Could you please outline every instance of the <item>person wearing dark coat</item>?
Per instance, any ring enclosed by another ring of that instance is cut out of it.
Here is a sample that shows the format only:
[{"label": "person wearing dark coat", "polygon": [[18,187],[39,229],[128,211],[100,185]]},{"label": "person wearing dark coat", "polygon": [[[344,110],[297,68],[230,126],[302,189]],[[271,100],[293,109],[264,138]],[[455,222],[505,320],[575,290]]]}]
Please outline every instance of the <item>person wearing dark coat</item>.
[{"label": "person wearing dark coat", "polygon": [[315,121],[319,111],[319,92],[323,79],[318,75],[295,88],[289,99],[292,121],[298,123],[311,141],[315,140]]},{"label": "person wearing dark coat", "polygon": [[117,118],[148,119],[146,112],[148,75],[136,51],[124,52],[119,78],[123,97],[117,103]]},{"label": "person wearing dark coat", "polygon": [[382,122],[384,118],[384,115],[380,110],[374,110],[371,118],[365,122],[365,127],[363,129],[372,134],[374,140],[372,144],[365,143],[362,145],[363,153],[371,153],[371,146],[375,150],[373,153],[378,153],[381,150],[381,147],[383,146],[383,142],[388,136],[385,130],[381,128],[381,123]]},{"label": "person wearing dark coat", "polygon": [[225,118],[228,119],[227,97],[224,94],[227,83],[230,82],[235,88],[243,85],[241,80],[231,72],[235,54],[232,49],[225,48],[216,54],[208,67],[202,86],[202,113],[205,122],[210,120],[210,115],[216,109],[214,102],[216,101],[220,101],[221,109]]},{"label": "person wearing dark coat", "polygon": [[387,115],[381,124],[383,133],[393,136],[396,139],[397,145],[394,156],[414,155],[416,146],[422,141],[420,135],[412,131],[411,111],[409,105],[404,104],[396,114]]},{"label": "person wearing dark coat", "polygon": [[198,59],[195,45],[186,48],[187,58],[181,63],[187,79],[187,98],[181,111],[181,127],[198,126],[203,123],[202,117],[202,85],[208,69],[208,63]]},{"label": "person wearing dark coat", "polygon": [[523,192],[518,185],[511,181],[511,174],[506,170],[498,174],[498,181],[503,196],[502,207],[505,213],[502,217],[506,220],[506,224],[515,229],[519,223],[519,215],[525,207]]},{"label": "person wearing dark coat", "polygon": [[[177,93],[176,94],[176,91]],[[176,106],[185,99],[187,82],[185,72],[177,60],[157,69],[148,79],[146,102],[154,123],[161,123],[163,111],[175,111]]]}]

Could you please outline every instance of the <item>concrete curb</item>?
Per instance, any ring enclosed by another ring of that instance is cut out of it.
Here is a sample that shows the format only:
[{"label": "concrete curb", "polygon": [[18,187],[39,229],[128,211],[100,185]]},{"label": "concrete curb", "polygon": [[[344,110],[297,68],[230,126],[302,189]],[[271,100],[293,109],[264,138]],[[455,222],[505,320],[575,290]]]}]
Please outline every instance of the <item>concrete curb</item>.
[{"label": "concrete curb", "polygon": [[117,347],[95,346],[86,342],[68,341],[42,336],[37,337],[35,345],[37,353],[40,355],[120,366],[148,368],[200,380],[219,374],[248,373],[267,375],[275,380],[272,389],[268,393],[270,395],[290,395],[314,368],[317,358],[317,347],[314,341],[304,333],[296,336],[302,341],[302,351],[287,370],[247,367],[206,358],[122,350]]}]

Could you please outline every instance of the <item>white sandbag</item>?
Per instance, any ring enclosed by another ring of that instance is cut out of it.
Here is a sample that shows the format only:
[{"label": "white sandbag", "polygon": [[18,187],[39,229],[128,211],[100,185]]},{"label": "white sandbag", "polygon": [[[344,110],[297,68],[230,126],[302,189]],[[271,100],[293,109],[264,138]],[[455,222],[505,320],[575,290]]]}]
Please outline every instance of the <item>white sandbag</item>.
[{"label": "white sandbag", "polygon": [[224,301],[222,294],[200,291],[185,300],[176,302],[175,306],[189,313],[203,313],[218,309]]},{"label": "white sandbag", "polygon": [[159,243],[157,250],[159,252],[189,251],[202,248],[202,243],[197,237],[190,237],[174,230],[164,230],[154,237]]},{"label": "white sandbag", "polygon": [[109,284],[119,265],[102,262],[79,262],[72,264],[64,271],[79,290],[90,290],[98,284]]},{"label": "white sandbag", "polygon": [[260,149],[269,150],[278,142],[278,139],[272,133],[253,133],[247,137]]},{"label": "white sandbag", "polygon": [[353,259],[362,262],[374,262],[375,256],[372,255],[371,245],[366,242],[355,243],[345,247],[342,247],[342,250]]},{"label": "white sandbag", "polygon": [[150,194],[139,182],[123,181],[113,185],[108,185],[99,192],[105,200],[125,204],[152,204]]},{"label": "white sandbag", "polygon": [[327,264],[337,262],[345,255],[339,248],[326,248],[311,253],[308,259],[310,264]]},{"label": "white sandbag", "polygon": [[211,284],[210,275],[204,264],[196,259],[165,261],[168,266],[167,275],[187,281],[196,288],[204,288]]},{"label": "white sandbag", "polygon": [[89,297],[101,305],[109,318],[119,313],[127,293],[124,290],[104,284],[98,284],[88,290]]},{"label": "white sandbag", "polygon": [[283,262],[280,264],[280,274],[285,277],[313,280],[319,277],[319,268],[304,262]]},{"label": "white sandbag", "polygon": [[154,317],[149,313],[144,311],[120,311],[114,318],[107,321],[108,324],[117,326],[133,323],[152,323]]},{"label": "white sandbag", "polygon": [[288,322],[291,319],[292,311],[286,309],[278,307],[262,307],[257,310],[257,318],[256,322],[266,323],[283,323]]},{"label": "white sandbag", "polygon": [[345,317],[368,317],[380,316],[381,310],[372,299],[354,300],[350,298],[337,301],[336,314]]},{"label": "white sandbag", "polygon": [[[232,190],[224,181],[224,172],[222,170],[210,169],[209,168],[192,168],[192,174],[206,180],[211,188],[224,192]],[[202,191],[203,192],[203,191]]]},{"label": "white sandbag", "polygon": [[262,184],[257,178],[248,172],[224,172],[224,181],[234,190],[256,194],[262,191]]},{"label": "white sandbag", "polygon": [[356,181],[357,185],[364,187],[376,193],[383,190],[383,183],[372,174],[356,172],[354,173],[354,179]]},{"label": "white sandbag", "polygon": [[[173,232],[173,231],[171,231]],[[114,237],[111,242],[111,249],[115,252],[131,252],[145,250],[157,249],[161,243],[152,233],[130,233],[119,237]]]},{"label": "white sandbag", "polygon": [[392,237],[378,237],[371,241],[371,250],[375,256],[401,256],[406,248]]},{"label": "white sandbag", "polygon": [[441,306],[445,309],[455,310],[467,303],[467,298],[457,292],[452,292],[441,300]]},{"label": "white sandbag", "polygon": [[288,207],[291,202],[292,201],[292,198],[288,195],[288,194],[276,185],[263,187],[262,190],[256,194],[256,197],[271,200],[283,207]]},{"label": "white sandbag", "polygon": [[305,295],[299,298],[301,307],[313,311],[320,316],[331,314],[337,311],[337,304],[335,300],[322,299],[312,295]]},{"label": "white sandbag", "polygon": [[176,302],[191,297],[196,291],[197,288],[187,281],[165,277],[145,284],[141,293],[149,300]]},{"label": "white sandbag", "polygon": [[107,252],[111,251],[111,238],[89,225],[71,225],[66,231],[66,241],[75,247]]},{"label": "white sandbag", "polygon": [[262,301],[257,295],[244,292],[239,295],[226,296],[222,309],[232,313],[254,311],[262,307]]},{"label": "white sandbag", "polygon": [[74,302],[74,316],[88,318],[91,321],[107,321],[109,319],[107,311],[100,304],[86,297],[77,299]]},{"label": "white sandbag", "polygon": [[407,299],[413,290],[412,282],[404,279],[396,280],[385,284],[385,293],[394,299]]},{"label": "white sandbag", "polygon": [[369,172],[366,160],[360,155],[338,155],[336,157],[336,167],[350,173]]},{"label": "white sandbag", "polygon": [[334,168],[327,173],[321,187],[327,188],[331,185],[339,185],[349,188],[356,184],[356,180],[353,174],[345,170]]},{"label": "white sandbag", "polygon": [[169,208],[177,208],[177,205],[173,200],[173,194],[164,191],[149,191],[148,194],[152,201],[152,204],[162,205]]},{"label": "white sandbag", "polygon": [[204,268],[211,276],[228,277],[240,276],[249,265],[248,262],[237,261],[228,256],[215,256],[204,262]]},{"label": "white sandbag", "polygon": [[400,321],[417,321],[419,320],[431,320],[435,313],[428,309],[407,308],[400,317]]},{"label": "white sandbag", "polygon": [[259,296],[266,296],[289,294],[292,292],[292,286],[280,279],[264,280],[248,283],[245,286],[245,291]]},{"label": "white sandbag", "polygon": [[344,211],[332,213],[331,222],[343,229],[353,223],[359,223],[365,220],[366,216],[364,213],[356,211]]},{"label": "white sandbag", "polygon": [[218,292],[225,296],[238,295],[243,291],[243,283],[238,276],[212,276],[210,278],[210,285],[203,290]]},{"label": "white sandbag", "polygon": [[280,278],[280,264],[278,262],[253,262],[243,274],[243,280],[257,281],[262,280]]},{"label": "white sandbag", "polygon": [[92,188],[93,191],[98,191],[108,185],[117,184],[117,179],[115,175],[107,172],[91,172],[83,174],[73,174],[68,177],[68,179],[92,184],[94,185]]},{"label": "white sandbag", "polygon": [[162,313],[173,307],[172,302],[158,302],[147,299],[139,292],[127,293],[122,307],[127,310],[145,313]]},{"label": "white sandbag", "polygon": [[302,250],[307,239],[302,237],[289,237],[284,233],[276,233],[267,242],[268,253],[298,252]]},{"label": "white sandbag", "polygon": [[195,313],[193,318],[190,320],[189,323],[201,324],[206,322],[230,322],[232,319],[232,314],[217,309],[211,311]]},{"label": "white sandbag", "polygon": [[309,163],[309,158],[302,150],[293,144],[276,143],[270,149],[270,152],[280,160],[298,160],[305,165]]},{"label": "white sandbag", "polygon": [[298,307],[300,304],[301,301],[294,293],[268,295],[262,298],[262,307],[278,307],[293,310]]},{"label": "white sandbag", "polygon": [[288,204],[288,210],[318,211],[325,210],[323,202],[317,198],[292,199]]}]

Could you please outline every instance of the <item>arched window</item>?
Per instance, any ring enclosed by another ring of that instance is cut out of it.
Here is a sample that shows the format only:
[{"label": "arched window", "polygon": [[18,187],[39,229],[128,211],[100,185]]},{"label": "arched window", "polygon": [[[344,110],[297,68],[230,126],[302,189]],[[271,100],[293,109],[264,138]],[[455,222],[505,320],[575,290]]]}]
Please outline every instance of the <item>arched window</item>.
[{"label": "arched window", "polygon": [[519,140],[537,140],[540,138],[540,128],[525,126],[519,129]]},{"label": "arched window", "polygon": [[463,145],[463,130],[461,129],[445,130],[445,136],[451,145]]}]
·····
## Stated problem
Transcribe verbatim the lines of the listing that begin with the line containing "Could you please outline every instance of the <item>arched" and continue through the end of the listing, including both ends.

## Completed task
Could you please outline every instance of the <item>arched window</item>?
Per instance, any ring enclosed by another ring of that instance is cut out of it.
Here is a sample that shows the format only:
[{"label": "arched window", "polygon": [[18,187],[39,229],[128,211],[100,185]]},{"label": "arched window", "polygon": [[[344,110],[297,68],[230,126],[302,189]],[[271,100],[293,109],[264,138]],[[455,222],[505,320],[575,290]]]}]
Please outline every instance of the <item>arched window</item>.
[{"label": "arched window", "polygon": [[519,140],[537,140],[540,138],[540,128],[525,126],[519,129]]},{"label": "arched window", "polygon": [[463,145],[463,130],[461,129],[445,130],[445,136],[451,145]]}]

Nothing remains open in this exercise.